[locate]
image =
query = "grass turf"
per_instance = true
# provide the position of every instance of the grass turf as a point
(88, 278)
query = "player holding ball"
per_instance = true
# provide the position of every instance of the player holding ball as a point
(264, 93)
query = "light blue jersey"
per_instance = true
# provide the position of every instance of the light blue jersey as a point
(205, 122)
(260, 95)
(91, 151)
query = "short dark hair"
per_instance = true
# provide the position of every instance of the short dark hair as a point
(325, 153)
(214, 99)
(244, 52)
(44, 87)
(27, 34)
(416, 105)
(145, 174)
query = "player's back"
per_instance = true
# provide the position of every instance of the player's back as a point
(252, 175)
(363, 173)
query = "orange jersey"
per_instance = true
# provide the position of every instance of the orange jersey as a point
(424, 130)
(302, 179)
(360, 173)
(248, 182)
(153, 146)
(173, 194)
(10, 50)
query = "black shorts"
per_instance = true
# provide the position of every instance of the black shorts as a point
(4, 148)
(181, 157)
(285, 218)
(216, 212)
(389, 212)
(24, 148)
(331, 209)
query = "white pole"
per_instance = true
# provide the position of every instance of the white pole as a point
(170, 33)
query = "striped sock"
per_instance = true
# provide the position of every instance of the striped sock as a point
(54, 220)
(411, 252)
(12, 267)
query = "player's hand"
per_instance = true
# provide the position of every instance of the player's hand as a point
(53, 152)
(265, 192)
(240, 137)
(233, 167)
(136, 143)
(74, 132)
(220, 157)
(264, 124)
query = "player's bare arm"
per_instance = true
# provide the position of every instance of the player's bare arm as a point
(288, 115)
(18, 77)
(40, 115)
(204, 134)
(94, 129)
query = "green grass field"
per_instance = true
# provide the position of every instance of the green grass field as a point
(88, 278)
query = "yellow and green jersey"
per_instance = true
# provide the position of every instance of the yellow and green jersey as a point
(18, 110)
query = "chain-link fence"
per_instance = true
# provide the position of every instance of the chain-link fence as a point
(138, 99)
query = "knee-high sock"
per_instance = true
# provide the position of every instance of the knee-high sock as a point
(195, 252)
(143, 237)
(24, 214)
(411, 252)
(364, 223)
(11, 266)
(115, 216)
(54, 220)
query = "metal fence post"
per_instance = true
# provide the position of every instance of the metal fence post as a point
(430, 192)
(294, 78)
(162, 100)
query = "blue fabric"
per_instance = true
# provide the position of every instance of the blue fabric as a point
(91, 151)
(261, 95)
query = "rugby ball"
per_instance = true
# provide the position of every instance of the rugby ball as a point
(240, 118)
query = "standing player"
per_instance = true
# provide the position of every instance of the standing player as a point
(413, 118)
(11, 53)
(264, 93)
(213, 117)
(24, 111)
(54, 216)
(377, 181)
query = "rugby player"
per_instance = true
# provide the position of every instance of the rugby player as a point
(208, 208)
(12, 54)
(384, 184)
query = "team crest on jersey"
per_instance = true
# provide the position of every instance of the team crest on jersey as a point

**Required work**:
Tell how many lines in the data hold the string "team", giving the number by itself.

**Problem solution**:
2